◆ **SET PROBLEM A**: According to the biography of Ralph Brown below, which high school did he attend?
◆ **SET PROBLEM B**: Using the biography of Ralph Brown below, decide whether each statement agrees with it, and quote the words that decide each one: (i) Brown was born in Baldwin Park, California. (ii) During his senior season, Brown rushed for 2,246 yards. (iii) Brown lettered three times in track.
--- Begin TEXT SHOWN ---
Ralph Davis Brown II (born September 16, 1978) is a former American college and professional football player who was a cornerback in the National Football League (NFL) for ten seasons.  He played college football for the University of Nebraska, and was a consensus All-American.  He played professionally for the New York Giants, Minnesota Vikings, Cleveland Browns and Arizona Cardinals of the NFL.

Early years
Brown was born in Los Angeles, California.  He attended Charles Bursch Elementary School in Baldwin Park, California as a child where he grew up. He also attended Bishop Amat Memorial High School in La Puente, California, where he was listed as the second-best defensive back in the country by Blue Chip and named to the Dream Team in 1995. He was named to USA Todays second-team All-America squad in the same year. During Ralph's senior season, he was seventh in the state in rushing with 2,246 yards on 311 carries and scored the game-winning touchdown in the Lancers' Division I championship win over Los Angeles' Loyola High in 1995. He earned CIF Southern Section Player of the Year and MVP, and the Los Angeles Times Back-of-the-Year honors, scoring 29 times, including a school-record 6 in one game.  Defensively, he had 57 tackles and six interceptions. He also lettered three times in track. As a sophomore and junior Brown notched all-state honors as a cornerback.
--- End TEXT SHOWN ---
--- Begin EXTRACTED INFORMATION ---
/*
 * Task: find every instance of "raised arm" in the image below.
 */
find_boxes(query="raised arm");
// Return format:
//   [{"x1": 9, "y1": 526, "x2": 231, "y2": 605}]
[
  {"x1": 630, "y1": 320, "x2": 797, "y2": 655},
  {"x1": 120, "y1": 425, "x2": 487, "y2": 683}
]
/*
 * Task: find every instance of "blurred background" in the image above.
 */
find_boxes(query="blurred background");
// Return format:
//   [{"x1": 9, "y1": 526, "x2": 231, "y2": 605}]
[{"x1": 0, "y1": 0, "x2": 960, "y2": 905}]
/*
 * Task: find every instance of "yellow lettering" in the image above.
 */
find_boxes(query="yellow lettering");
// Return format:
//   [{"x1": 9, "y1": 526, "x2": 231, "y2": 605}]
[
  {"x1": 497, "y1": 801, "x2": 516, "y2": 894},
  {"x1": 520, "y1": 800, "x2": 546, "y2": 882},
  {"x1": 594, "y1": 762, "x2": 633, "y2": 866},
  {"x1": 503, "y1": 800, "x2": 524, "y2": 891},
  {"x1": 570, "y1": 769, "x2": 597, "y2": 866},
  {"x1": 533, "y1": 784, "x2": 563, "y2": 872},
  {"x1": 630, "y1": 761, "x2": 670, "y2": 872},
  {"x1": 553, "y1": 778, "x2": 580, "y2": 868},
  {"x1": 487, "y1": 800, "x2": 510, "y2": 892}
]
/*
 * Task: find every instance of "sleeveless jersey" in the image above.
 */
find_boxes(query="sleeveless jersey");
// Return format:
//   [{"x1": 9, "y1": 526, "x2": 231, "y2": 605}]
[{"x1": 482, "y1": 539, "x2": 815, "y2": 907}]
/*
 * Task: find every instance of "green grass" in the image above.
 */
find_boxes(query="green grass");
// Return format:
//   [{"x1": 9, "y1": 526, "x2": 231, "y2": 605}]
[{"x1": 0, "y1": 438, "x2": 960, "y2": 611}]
--- End EXTRACTED INFORMATION ---
◆ **TASK SOLUTION A**: Bishop Amat Memorial High School in La Puente, California.

◆ **TASK SOLUTION B**:
(i) No: "Brown was born in Los Angeles, California."
(ii) Yes: "he was seventh in the state in rushing with 2,246 yards on 311 carries"
(iii) Yes: "He also lettered three times in track."